_Requirement 1_
Repeat word for word the part of the passage on the Mumbai social forum that opens with the words containing "But by the end" and closes with "and alternative press.".
_Requirement 2_
Arrange the lines of the listing, from the line containing "object | window" through the end of the listing, as a numbered list, leaving out any blank lines.

_Provided text_
----

“Leave them,” said Mody, as firmly as a conventional press officer might order a demonstration to end. “Why does it take so long for people to let go of the old way of doing things?” he grumbled. He went on to explain how the streets outside his union offices in Delhi are always cleared of anyone loitering with political intent. “We”re creating a new culture here,” Mody said. “In the past the labour movement too often preferred to meet behind closed doors, and we would even send people to investigate who was listening. The social-forum process is completely open. That is not always easy to accept.”
But by the end of the Mumbai forum (five days of festival, conference, demonstration, workshop and rally declaring “another world is possible, we can build it”) many more people understood what makes the WSF different. The square outside the media centre became a stage squatted by any group nifty enough to get there first and perform before a motley collection of the world’s straight and alternative press.

----

_Pointing dataset listing_
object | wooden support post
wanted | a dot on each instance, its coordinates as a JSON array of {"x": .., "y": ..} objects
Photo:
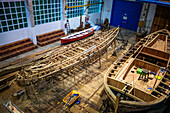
[
  {"x": 34, "y": 92},
  {"x": 117, "y": 102},
  {"x": 106, "y": 54},
  {"x": 99, "y": 58},
  {"x": 63, "y": 84}
]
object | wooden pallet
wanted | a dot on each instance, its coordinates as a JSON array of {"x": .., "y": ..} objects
[
  {"x": 16, "y": 48},
  {"x": 50, "y": 37}
]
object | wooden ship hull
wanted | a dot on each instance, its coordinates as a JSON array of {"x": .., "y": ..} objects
[
  {"x": 130, "y": 91},
  {"x": 77, "y": 36},
  {"x": 66, "y": 58}
]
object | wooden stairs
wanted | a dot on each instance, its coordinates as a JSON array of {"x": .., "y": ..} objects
[
  {"x": 16, "y": 48},
  {"x": 50, "y": 37}
]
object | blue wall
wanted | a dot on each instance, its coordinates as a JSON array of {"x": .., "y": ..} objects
[{"x": 126, "y": 14}]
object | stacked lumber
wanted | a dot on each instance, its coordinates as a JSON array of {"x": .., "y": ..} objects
[
  {"x": 50, "y": 37},
  {"x": 16, "y": 48}
]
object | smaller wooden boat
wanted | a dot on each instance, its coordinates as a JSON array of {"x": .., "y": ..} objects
[
  {"x": 77, "y": 36},
  {"x": 140, "y": 80}
]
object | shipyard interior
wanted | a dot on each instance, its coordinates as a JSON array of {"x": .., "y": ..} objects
[{"x": 84, "y": 56}]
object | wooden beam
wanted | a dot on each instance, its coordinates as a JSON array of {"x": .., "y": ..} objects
[{"x": 157, "y": 57}]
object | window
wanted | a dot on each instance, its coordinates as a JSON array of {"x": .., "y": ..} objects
[
  {"x": 94, "y": 8},
  {"x": 12, "y": 16},
  {"x": 75, "y": 12},
  {"x": 46, "y": 11}
]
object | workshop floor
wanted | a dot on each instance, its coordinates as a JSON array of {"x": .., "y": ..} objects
[{"x": 85, "y": 81}]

----

_Problem solution 1_
But by the end of the Mumbai forum (five days of festival, conference, demonstration, workshop and rally declaring “another world is possible, we can build it”) many more people understood what makes the WSF different. The square outside the media centre became a stage squatted by any group nifty enough to get there first and perform before a motley collection of the world’s straight and alternative press.

_Problem solution 2_
1. object | window
2. wanted | a dot on each instance, its coordinates as a JSON array of {"x": .., "y": ..} objects
3. [
4.   {"x": 94, "y": 8},
5.   {"x": 12, "y": 16},
6.   {"x": 75, "y": 12},
7.   {"x": 46, "y": 11}
8. ]
9. object | workshop floor
10. wanted | a dot on each instance, its coordinates as a JSON array of {"x": .., "y": ..} objects
11. [{"x": 85, "y": 81}]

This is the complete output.